Problem to work on
Rewrite the records from the line holding "Practice step: put a point on each instance of the paved" through the end of the records, both ends included, swapping "wooden bench" for "park bench" and changing nothing else. Give back only those lines.

Given data
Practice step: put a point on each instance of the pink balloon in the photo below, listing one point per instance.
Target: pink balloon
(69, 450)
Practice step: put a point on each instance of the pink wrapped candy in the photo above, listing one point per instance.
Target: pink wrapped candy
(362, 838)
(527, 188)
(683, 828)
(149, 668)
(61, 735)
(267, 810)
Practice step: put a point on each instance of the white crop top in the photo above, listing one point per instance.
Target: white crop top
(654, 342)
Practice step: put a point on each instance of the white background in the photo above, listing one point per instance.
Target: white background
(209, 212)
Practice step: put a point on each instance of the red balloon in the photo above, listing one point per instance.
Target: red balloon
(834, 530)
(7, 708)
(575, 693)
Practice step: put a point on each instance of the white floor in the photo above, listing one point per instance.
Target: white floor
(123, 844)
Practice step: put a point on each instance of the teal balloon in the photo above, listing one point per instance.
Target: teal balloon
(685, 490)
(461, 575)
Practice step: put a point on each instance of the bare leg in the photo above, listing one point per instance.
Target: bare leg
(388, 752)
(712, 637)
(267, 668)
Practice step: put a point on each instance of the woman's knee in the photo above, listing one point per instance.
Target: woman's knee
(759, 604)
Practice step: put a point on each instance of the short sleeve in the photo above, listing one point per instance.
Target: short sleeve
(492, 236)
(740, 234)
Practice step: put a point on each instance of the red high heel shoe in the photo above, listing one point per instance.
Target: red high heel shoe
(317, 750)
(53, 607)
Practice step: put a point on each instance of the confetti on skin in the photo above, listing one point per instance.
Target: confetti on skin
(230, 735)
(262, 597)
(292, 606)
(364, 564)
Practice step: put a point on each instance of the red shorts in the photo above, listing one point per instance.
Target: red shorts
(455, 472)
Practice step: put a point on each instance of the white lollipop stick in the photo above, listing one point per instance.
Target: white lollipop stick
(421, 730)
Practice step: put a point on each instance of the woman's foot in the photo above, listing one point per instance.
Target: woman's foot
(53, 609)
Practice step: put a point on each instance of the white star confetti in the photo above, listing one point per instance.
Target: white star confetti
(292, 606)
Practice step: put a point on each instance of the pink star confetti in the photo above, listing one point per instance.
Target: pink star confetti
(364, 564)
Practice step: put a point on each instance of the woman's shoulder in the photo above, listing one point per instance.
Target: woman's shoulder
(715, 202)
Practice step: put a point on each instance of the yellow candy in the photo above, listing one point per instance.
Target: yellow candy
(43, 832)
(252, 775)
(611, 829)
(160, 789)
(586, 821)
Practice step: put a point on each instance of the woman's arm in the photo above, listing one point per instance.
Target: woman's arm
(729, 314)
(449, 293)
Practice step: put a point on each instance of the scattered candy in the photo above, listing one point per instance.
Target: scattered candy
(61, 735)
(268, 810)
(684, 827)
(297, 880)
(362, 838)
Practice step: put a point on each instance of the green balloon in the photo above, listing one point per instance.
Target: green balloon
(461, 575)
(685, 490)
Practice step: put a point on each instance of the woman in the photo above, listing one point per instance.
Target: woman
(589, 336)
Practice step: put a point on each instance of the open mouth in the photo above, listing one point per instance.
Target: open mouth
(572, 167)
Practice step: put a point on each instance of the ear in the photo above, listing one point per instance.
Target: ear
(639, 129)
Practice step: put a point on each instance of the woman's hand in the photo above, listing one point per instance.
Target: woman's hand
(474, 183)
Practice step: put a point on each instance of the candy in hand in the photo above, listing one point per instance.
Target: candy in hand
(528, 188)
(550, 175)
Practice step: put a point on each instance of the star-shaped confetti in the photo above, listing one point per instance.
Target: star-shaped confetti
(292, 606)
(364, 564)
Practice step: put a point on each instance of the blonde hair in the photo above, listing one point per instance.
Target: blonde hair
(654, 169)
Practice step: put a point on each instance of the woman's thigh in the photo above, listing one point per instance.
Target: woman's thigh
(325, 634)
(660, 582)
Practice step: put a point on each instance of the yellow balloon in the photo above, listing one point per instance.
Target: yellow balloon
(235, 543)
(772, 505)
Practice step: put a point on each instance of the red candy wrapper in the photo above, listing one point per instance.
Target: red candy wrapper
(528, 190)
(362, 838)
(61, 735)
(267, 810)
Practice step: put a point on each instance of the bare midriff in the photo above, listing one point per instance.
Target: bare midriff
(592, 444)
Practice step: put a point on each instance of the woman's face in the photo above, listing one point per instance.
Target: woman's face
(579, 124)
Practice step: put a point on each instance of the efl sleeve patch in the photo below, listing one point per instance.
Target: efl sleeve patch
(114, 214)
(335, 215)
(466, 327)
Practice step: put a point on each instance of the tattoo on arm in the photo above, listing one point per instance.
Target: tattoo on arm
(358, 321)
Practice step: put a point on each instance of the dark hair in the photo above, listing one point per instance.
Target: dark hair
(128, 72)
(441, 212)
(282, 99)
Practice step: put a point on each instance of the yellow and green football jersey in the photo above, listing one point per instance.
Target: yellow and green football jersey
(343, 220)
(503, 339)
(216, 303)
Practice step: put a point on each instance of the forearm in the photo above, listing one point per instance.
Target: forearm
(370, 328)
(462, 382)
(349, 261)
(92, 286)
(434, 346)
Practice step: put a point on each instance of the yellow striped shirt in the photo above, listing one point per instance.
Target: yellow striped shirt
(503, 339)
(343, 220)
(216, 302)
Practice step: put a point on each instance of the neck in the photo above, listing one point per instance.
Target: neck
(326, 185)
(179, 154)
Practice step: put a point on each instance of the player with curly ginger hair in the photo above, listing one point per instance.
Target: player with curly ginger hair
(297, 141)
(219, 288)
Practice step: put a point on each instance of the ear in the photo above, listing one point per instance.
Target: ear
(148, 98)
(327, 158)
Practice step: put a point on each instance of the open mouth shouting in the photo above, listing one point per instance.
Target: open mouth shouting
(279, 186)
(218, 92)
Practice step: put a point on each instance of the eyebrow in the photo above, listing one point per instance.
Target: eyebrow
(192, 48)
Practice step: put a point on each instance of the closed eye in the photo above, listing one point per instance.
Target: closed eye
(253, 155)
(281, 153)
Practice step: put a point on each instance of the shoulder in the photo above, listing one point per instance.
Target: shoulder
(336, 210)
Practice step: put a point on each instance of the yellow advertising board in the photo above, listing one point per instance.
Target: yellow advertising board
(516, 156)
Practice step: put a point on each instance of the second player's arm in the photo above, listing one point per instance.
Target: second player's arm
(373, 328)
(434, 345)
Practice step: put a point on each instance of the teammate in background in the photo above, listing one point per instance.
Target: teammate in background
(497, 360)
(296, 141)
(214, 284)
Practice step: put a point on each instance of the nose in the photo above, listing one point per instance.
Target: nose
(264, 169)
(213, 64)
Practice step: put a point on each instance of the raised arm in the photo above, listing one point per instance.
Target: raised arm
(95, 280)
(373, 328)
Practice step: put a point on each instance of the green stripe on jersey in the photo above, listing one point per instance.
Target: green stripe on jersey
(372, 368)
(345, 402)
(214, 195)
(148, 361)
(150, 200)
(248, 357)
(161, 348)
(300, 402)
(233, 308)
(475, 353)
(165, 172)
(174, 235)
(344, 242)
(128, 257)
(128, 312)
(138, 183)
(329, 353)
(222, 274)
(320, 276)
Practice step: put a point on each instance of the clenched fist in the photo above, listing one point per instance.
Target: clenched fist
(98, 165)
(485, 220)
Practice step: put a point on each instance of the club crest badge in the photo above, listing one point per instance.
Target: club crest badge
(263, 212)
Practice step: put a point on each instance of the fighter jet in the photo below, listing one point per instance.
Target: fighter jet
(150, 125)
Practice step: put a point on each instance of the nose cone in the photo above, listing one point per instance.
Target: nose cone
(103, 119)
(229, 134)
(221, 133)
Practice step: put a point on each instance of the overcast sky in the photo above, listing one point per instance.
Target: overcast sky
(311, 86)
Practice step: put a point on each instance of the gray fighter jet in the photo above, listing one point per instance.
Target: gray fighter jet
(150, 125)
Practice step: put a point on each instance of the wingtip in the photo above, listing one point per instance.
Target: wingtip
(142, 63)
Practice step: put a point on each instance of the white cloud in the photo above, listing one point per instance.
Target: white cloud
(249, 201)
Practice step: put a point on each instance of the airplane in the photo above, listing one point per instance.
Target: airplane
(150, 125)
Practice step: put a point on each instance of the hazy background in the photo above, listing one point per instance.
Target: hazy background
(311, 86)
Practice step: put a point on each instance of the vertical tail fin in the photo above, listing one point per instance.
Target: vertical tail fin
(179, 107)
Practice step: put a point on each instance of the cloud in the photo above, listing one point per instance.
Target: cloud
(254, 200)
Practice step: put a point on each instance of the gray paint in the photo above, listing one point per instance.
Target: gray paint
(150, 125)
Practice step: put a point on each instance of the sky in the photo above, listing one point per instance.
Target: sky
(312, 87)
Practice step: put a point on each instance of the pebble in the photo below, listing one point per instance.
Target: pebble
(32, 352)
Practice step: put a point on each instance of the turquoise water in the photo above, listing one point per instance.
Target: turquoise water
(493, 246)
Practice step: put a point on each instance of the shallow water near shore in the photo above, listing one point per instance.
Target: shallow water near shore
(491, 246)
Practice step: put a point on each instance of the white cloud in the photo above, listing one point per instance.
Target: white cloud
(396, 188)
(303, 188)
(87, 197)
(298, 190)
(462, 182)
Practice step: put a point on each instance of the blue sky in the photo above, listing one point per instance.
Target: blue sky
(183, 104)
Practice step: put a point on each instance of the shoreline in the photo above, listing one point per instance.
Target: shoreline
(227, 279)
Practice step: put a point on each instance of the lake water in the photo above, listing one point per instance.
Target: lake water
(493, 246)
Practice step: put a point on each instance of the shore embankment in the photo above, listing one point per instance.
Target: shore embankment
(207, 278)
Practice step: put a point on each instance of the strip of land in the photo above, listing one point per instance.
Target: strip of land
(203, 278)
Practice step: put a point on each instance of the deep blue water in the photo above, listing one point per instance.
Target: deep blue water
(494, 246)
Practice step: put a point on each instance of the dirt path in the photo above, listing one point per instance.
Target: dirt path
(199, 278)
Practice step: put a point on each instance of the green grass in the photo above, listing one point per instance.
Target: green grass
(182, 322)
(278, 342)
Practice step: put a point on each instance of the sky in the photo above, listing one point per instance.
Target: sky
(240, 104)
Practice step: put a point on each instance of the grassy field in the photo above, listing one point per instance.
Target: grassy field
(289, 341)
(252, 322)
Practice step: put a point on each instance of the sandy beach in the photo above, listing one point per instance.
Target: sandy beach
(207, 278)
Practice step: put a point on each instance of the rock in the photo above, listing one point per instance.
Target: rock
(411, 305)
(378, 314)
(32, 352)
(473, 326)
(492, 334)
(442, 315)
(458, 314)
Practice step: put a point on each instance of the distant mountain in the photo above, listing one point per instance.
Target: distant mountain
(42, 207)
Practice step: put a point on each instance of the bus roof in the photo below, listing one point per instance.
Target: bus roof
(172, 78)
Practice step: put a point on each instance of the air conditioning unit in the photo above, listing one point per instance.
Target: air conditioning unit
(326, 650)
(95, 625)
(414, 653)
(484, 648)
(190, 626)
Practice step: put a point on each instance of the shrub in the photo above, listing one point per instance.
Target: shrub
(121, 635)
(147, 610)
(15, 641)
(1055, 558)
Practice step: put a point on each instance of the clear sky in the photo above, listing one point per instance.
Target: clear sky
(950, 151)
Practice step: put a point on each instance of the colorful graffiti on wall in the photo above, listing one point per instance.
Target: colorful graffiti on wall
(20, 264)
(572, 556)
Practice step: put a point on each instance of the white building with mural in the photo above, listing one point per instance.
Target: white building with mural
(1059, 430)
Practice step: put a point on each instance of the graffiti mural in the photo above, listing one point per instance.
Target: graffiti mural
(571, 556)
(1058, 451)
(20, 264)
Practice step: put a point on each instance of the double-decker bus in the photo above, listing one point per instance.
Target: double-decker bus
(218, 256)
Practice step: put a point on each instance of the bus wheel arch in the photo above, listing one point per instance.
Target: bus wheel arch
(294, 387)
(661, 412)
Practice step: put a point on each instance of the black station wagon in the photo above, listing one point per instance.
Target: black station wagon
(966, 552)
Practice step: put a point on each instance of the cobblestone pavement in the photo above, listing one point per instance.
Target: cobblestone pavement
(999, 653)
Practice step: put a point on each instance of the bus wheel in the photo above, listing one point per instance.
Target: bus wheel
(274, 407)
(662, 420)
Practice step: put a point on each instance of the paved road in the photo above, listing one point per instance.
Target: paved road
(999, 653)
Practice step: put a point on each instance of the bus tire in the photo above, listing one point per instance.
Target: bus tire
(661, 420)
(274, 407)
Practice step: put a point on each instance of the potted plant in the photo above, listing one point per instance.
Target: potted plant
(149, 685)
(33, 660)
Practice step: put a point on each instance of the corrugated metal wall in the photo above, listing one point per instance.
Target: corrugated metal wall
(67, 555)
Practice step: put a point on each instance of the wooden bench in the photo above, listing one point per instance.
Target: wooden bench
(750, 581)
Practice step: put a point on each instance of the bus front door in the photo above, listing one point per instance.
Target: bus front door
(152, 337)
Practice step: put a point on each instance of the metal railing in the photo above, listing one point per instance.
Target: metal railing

Final answer
Practice step: put a point on each instance of the paved road in the photo above, listing one point per instance.
Target: paved road
(999, 653)
Practice step: put a point on each instance of the bus tire in the photo above, listing one point per instance.
Target: bus tire
(661, 420)
(274, 407)
Practice step: put a point on each instance of the potted plant in the photo above, listing one point per instance.
Target: potted plant
(149, 685)
(33, 660)
Practice step: put a point on each instance of the corrugated metal wall in the photo above, listing one point per instance.
Target: corrugated metal wall
(67, 555)
Practice step: put a point on each instance of the park bench in the photo above, listing one point per instance.
Target: park bench
(750, 581)
Practice step: put a point on each instance of the bus front door in the photo above, listing one point per instance.
Target: bus front door
(152, 337)
Practice step: put a point on each instance of the metal railing in the photo above, listing one point per instance.
Target: metal railing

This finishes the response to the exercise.